## BEGIN

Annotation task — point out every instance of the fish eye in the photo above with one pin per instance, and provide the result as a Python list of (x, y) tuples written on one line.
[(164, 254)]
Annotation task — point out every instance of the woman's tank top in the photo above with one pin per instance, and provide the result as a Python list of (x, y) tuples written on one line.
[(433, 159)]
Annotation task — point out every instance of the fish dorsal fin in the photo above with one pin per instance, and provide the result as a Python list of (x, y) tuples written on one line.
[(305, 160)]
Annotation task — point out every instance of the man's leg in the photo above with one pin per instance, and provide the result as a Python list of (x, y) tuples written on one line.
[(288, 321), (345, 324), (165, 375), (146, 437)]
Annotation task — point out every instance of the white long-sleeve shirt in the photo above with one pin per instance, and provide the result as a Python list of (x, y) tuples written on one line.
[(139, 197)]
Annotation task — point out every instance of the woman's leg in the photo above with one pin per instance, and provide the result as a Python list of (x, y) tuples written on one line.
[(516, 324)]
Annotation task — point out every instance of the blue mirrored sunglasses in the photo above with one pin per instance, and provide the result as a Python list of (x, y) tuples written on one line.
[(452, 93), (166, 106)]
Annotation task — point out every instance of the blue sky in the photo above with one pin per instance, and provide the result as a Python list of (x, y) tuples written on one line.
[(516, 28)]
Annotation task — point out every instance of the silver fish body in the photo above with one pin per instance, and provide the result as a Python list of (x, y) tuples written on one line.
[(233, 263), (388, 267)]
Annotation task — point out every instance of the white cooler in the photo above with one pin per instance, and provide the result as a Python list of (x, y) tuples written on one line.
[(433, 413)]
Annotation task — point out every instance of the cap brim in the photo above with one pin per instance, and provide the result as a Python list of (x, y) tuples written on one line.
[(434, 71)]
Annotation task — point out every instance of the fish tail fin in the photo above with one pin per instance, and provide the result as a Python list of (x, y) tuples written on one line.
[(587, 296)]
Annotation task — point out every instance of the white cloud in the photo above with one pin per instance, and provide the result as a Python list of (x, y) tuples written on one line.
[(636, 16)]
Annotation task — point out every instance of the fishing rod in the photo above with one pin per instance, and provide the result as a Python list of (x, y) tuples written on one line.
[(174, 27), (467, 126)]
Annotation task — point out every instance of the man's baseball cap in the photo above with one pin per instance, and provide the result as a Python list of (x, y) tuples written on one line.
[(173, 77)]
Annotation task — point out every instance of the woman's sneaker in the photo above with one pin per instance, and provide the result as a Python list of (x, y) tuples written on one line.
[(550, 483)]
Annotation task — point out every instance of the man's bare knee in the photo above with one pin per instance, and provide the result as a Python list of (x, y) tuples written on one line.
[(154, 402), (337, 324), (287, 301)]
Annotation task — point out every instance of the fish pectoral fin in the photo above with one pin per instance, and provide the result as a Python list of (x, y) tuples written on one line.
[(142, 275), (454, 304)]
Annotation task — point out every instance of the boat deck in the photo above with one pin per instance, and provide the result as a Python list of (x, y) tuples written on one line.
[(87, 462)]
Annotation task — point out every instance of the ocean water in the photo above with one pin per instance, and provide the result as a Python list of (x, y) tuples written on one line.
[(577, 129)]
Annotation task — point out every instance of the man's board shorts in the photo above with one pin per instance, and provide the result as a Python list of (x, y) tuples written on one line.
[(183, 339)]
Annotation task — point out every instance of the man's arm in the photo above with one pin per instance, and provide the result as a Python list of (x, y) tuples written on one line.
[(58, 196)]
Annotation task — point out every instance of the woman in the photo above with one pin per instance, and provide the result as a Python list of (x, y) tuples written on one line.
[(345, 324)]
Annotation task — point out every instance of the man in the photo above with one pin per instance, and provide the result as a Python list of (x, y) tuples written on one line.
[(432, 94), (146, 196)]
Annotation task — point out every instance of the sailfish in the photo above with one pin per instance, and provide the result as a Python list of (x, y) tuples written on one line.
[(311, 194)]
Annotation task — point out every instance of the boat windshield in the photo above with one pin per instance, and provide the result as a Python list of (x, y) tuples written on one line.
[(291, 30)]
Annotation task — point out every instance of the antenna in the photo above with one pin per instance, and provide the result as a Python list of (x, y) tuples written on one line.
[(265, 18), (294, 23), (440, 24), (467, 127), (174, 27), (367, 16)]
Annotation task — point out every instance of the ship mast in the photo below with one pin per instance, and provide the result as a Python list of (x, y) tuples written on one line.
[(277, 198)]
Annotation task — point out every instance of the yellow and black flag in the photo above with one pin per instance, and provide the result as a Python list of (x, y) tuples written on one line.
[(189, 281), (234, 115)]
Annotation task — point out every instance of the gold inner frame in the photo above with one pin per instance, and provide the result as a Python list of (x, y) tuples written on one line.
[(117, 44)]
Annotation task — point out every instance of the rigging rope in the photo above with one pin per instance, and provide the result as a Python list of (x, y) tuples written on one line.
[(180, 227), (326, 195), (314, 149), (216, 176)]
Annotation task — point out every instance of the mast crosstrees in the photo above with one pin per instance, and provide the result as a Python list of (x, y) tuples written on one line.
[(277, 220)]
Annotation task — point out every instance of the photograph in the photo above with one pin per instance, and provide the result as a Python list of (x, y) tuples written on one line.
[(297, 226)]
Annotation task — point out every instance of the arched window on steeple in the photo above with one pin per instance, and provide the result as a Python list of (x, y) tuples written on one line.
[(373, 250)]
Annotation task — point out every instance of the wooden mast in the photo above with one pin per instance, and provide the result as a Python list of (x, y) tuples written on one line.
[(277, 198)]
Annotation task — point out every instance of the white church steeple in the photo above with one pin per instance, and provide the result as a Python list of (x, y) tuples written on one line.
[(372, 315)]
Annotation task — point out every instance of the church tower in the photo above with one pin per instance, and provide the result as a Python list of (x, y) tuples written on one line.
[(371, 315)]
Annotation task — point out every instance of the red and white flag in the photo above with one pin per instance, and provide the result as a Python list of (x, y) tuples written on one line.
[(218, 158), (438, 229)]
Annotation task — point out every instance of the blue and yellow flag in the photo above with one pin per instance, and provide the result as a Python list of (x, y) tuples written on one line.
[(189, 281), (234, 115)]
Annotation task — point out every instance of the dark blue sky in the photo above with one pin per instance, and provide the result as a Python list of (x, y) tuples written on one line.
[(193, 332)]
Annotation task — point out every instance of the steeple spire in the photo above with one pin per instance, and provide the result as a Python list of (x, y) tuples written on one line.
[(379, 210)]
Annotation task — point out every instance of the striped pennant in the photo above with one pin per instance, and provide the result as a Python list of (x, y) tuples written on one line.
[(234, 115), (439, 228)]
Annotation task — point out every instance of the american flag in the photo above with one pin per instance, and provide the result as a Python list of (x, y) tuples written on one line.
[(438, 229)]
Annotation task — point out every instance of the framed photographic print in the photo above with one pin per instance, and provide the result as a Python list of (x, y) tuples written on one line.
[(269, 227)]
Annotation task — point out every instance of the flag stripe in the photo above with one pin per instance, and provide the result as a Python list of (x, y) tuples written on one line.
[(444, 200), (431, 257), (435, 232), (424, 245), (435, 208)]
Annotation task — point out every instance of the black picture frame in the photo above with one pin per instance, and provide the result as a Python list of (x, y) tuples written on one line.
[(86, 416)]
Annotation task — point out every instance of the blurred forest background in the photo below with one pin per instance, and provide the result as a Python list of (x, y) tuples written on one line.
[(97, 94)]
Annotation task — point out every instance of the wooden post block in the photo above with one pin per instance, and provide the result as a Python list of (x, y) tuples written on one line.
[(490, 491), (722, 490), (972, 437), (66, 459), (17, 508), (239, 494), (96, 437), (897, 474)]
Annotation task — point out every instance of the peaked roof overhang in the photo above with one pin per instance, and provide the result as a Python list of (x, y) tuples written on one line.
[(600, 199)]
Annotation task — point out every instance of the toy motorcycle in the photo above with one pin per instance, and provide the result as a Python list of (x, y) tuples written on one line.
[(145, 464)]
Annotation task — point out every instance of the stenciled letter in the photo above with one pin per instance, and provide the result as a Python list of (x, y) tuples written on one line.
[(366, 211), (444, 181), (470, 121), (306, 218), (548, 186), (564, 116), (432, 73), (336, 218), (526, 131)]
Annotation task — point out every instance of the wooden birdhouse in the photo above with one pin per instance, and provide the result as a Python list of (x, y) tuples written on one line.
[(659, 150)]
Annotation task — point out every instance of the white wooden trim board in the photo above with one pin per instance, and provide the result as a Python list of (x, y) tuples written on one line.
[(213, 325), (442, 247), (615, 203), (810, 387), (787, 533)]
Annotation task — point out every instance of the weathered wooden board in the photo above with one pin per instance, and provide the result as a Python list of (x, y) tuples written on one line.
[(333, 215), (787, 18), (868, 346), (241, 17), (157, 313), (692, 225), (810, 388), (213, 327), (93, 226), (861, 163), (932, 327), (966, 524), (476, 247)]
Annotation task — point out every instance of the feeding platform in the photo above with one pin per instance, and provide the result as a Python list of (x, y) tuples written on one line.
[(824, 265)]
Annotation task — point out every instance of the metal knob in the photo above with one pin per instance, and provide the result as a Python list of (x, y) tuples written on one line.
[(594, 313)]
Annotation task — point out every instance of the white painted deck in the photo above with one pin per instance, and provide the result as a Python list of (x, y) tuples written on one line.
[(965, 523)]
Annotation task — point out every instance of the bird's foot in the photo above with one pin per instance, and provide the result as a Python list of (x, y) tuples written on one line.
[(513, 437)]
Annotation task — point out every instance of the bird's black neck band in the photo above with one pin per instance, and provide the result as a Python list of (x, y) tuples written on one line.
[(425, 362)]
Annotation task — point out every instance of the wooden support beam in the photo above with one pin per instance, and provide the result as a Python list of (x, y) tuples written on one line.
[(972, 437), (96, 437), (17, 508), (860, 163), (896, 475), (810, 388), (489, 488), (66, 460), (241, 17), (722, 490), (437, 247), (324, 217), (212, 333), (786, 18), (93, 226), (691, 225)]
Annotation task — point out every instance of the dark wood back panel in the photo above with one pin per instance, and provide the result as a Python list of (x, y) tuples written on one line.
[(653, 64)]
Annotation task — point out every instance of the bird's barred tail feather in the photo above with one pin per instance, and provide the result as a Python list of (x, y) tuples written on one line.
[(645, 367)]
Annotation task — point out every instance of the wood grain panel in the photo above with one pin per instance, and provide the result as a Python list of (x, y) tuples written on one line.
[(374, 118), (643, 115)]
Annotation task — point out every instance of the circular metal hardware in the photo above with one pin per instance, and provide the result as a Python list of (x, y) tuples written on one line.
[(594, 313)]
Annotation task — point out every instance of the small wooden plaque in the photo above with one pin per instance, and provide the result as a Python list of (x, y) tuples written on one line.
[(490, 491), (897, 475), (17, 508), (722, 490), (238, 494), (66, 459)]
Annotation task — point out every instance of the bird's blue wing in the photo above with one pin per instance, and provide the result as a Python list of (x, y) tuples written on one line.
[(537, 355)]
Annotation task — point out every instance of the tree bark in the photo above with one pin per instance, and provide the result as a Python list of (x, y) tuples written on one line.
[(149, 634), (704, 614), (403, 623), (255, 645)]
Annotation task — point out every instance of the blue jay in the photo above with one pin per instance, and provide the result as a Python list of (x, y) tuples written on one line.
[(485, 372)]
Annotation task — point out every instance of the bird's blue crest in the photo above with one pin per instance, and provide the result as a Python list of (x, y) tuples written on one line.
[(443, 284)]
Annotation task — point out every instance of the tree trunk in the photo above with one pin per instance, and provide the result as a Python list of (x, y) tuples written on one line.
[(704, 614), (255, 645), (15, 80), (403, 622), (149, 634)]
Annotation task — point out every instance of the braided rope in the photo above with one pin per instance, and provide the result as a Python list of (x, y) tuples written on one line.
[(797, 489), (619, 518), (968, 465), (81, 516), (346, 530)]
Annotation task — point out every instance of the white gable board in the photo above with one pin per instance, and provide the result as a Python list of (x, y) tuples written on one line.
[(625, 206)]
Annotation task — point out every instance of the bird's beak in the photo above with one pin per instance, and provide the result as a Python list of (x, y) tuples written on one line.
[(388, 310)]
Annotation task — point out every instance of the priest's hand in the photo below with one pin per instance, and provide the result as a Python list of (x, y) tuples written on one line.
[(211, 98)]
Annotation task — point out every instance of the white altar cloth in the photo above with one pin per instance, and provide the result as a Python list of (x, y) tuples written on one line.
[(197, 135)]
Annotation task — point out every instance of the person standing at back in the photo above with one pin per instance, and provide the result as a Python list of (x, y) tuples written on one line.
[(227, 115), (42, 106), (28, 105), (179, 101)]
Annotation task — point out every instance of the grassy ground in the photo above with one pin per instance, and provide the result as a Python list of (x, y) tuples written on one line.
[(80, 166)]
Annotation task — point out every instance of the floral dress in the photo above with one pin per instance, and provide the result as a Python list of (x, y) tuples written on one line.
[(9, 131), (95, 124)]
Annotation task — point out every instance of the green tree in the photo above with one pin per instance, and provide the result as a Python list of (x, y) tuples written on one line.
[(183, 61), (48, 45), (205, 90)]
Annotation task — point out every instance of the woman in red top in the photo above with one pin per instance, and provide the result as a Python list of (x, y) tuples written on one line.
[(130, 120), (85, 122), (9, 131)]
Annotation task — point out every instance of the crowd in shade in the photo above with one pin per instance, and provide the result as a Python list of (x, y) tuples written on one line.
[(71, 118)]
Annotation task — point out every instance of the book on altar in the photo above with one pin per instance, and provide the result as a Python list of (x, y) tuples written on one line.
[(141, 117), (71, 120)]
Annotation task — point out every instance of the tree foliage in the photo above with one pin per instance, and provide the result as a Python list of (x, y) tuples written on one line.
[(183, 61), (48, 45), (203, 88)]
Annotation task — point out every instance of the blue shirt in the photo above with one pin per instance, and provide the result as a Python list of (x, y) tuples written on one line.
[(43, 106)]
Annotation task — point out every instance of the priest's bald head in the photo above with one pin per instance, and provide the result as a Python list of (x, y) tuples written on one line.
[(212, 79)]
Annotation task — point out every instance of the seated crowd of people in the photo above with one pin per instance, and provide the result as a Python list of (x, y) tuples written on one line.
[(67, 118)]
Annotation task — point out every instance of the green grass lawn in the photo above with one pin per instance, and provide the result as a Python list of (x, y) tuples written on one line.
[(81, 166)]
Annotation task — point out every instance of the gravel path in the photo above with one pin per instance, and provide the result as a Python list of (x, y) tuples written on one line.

## END

Starting at the line that has "Annotation task — point out every instance of the boat deck" and stopping after the line that has "[(58, 196)]", write those lines out again with "pin" swapped for "marker" and nothing else changed.

Annotation task — point out every instance of the boat deck in the photo above with one marker per instance, and provide the result as a Python list of (x, y) tuples written on one line.
[(87, 462)]
Annotation task — point out every instance of the ocean water in the photo above with one marker per instance, and provide the result as a Python list of (x, y) tuples written on one line.
[(577, 129)]
Annotation task — point out every instance of the man's board shorts in the photo above with one marker per instance, and provide the result as a Python list of (x, y) tuples written on one line.
[(183, 339)]
Annotation task — point out every instance of the man's arm in the photo above with one marker per instance, and provide the result as a Python list of (x, y) tuples written on one line.
[(58, 196)]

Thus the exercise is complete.